◆ ПОСТАВЛЕННАЯ ЗАДАЧА A: Верните без изменений часть текста о Толстом и андеграунде от слов «национальный проект сбережения» до слов «великой русской литературы.» включительно.

◆ ФРАГМЕНТ ТЕКСТА:
Свидетельство о регистрации средства массовой информации Эл № ФС77-47356 выдано от 16 ноября 2011 г. Федеральной службой по надзору в сфере связи, информационных технологий и массовых коммуникаций (Роскомнадзор)

Читальный зал

национальный проект сбережения
русской литературы

Союз писателей XXI века
Издательство Евгения Степанова
«Вест-Консалтинг»

ЛЕВ ТОЛСТОЙ И АНДЕГРАУНД

На чтение Льва Толстого современному человеку времени решительно не хватает: писатель живет в пересказах, в кратких переложениях. Он постепенно превращается в образ, лишенный содержания. И литераторы реагируют на такую трансформацию.
Так, в повести «Метель» Владимира Сорокина «зеркало русской революции» появляется просто в виде очень большого человека, не имеющего к литературе ни малейшего отношения. Впрочем, почему Толстой — большой человек, понятно по ассоциации: он — лицо великой русской литературы.
Сам Сорокин — дитя андеграунда, и то, что он транслирует, жило еще в культурном подполье. Скажем, Дмитрий Пригов говорит о Толстом исключительно как о мифе советского литературоведения и, в меру своих весьма скромных сил, занимается деконструкцией: «Мы нашего Толстого не дадим/ В обиду, кто сказал, что он философ/ Мол, так себе, зато мол там у них/ Кого там ни возьмешь — любой философ // Но им таких Толстых, каких у нас/ Не снилось даже, даже снилось если/ Они не в бровь им — прямо в левый глаз/ Не говоря уж там, что Достоевский» [1].
Василий Филиппов сочетает Толстого с Лениным: и тот, и другой оказываются в одном идеологическом поле: «Здравствуй, новое поколение в детских садах./ Пятилетние дети читают Толстого/ И рисуют цветы и атомные бомбы./ В детсадах их питают синильной кислотой/ И ведут в дом-музей дедушки Ленина» [2].
Борис Пузыно воспринимает писателя как картинку на «голубом экране»:

по телевизору граф смахивал на грифа,
наверное, он был добрый малый.
                             Но тогда умирали от тифа.
Граф из Ясной Поляны тоже хотел летать.
Тогда продавали «фарманы»,
             а ему вот нравилось землю пахать,
я тоже граф. Это — как дорога.

◆ ПОСТАВЛЕННАЯ ЗАДАЧА B: Перепечатайте без изменений только строки записей от строки, где есть «Task: localize sunset», до строки, где есть «[428,82,462,87]», включительно.

◆ ПРЕДОСТАВЛЕННЫЕ МАТЕРИАЛЫ:
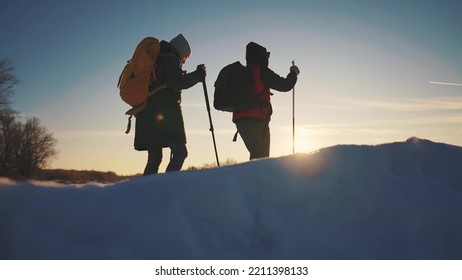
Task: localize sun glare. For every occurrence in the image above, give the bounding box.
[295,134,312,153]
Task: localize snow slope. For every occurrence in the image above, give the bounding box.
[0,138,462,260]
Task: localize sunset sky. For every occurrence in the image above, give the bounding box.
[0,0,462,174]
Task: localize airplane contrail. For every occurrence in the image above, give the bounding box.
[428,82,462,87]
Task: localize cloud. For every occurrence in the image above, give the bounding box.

◆ ПИСЬМЕННЫЙ ОТВЕТ A:
национальный проект сбережения
русской литературы

Союз писателей XXI века
Издательство Евгения Степанова
«Вест-Консалтинг»

ЛЕВ ТОЛСТОЙ И АНДЕГРАУНД

На чтение Льва Толстого современному человеку времени решительно не хватает: писатель живет в пересказах, в кратких переложениях. Он постепенно превращается в образ, лишенный содержания. И литераторы реагируют на такую трансформацию.
Так, в повести «Метель» Владимира Сорокина «зеркало русской революции» появляется просто в виде очень большого человека, не имеющего к литературе ни малейшего отношения. Впрочем, почему Толстой — большой человек, понятно по ассоциации: он — лицо великой русской литературы.

◆ ПИСЬМЕННЫЙ ОТВЕТ B:
Task: localize sunset sky. For every occurrence in the image above, give the bounding box.
[0,0,462,174]
Task: localize airplane contrail. For every occurrence in the image above, give the bounding box.
[428,82,462,87]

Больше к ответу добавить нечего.